**Challenge:** Reproduce the stretch of rows from the one containing "Review question: In the picture above, detect the shaded" through the one containing "[161, 147, 198, 163]", requests included, and shift every bounding-box coordinate in the answers up by 97.

**Listed entries:**
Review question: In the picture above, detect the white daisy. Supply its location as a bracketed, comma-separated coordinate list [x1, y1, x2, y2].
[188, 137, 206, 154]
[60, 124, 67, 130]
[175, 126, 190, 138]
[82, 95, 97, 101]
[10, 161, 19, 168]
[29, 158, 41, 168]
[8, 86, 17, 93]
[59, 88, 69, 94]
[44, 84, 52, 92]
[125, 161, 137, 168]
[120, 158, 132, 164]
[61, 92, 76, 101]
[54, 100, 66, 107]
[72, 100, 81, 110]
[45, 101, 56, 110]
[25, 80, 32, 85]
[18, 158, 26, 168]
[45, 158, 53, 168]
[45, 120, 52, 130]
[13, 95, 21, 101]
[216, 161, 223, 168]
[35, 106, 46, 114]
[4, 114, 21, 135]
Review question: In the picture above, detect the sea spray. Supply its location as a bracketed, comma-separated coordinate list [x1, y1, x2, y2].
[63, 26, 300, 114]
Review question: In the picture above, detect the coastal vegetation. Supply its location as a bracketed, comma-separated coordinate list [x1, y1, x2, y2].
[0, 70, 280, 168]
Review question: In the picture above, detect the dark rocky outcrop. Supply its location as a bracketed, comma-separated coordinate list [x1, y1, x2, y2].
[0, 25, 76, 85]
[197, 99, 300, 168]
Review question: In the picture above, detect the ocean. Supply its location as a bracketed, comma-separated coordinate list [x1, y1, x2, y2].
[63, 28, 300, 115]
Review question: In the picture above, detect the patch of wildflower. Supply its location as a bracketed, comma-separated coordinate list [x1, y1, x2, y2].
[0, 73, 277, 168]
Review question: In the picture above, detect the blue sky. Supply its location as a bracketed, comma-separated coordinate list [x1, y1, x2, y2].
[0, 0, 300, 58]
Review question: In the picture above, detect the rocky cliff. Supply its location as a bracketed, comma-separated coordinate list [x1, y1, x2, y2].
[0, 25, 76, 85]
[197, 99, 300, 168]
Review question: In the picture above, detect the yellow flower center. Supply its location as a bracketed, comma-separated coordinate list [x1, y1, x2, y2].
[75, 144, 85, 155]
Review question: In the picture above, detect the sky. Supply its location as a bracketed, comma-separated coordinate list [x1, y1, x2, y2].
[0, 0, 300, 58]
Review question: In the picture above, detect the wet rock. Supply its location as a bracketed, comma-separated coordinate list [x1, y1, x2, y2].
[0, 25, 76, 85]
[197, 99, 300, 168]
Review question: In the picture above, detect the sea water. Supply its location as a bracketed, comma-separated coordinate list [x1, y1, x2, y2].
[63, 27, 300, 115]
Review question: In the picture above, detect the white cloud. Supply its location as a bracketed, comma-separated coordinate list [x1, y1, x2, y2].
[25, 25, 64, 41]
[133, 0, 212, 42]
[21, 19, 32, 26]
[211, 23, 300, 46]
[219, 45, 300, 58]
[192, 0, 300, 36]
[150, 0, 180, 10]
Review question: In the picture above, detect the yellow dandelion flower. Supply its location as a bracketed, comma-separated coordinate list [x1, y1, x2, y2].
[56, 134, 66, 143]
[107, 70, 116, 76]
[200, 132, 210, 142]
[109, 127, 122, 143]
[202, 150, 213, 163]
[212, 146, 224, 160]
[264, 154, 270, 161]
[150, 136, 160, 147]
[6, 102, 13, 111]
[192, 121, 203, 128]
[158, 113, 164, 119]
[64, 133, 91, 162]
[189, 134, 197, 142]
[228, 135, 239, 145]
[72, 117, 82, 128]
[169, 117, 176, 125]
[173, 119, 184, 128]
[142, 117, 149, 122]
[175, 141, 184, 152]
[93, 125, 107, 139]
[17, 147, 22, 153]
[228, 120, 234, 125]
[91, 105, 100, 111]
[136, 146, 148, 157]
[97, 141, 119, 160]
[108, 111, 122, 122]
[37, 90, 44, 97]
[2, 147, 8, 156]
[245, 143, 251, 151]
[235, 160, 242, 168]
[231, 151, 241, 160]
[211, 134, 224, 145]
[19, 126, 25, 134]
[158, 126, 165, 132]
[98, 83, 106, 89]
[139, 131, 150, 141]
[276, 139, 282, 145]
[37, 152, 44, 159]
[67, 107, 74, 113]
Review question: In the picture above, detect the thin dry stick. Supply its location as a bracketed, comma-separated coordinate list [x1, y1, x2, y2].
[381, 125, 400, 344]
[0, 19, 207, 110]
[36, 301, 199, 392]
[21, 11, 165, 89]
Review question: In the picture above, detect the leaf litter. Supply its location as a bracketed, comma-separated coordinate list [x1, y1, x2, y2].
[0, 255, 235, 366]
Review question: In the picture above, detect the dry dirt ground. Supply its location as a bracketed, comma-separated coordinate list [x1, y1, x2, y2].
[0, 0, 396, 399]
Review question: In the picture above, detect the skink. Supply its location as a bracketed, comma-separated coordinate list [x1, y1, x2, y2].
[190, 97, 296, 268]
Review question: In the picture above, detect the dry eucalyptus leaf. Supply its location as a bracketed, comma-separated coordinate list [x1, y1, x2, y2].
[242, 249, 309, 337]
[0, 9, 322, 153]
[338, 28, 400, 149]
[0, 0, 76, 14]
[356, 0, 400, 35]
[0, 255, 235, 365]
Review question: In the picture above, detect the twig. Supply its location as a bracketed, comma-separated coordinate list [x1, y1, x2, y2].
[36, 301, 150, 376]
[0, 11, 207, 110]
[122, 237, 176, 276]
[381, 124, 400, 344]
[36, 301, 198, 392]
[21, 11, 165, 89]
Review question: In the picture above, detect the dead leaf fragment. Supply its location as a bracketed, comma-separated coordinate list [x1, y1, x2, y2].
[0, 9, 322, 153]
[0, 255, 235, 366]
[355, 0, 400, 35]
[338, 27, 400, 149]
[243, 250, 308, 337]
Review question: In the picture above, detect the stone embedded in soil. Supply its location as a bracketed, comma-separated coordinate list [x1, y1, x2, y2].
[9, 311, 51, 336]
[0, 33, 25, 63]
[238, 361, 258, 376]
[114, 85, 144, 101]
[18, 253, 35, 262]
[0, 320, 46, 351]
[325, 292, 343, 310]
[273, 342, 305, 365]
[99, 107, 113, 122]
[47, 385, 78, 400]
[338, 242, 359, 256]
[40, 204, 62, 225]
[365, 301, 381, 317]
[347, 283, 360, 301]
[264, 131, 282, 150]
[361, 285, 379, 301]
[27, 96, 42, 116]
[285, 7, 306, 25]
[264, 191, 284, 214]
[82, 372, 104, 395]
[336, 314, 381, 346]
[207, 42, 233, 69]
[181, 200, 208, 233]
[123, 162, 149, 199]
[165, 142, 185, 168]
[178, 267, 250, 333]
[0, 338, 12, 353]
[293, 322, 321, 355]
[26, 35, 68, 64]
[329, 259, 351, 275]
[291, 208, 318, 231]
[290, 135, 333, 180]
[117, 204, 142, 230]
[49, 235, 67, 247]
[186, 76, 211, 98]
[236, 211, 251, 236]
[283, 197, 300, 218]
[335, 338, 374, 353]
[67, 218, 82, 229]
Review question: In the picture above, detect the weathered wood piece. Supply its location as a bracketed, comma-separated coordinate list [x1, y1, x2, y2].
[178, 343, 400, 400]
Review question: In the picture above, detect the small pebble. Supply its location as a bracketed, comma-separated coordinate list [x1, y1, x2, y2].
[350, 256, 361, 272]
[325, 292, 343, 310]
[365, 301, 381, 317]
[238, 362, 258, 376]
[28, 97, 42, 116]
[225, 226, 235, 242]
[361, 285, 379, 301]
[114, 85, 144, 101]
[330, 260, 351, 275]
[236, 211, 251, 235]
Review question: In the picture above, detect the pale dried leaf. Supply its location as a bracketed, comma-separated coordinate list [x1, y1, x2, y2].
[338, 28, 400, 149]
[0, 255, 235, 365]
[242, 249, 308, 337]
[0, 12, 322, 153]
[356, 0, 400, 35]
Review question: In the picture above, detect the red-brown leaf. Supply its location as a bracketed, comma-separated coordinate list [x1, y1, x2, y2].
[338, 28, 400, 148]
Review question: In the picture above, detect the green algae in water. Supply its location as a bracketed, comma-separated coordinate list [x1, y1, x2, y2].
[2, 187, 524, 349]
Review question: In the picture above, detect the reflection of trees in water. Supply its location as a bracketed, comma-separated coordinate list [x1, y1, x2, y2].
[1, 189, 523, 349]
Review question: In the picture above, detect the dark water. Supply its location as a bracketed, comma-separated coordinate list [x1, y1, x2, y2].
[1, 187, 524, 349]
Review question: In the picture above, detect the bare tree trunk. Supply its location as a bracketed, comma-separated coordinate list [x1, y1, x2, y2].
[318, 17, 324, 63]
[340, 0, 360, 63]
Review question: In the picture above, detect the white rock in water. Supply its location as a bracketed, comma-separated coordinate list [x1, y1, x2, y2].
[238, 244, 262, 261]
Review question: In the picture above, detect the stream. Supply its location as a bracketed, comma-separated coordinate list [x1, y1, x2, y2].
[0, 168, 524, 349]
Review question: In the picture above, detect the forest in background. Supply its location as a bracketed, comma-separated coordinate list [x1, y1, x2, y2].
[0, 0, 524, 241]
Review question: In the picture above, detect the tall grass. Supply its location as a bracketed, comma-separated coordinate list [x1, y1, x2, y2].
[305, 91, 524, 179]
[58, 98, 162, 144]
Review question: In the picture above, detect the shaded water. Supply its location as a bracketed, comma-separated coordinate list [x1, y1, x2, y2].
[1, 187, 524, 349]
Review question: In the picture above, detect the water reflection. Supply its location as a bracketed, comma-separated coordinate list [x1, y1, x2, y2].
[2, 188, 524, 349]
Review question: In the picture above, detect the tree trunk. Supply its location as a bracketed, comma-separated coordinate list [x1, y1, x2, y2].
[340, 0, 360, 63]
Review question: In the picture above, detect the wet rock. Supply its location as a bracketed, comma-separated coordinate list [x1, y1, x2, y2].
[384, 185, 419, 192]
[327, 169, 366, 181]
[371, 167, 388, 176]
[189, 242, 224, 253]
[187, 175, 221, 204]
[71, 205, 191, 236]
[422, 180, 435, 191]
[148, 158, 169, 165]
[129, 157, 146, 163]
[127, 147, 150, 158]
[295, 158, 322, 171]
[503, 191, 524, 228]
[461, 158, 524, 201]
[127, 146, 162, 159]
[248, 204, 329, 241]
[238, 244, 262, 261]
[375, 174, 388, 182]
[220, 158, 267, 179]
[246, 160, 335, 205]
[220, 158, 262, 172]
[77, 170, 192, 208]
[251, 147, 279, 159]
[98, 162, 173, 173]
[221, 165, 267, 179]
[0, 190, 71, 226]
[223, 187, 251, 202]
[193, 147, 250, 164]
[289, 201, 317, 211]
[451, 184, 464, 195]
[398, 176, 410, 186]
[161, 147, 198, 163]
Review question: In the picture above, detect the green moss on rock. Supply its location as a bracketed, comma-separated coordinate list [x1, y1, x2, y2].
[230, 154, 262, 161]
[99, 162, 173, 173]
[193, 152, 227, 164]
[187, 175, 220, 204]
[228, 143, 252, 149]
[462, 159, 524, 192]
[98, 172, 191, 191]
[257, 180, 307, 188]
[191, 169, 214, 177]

**Solution for this problem:**
Review question: In the picture above, detect the shaded water. Supply its location as a bracketed, comma-separated coordinate list [x1, y1, x2, y2].
[98, 284, 621, 446]
Review question: In the picture above, detect the water reflection. Supply its location as a bracketed, comma-separated coordinate list [x1, y1, x2, y2].
[99, 285, 621, 446]
Review question: In the picture above, detect the tree trunk. Supply its location as a bracketed, comma-separated coordinate list [x1, y1, x2, y2].
[437, 97, 457, 160]
Review question: In the picture above, detect the wet rock. Supply its location as a bracketed, comma-separated coordinate list [x1, y1, x2, y2].
[481, 282, 516, 289]
[424, 266, 463, 278]
[468, 264, 485, 273]
[286, 339, 321, 350]
[284, 272, 318, 301]
[168, 302, 288, 333]
[519, 277, 532, 288]
[245, 255, 266, 262]
[226, 254, 243, 260]
[224, 244, 247, 255]
[392, 255, 419, 268]
[600, 288, 621, 325]
[558, 255, 621, 298]
[224, 243, 259, 256]
[345, 301, 426, 338]
[335, 341, 359, 358]
[472, 271, 485, 279]
[317, 255, 364, 276]
[343, 257, 432, 302]
[317, 255, 359, 269]
[174, 267, 289, 305]
[348, 244, 376, 256]
[195, 259, 270, 270]
[318, 262, 364, 276]
[97, 287, 168, 323]
[320, 284, 348, 299]
[290, 244, 347, 261]
[386, 298, 414, 308]
[548, 281, 561, 292]
[495, 273, 507, 283]
[258, 244, 295, 260]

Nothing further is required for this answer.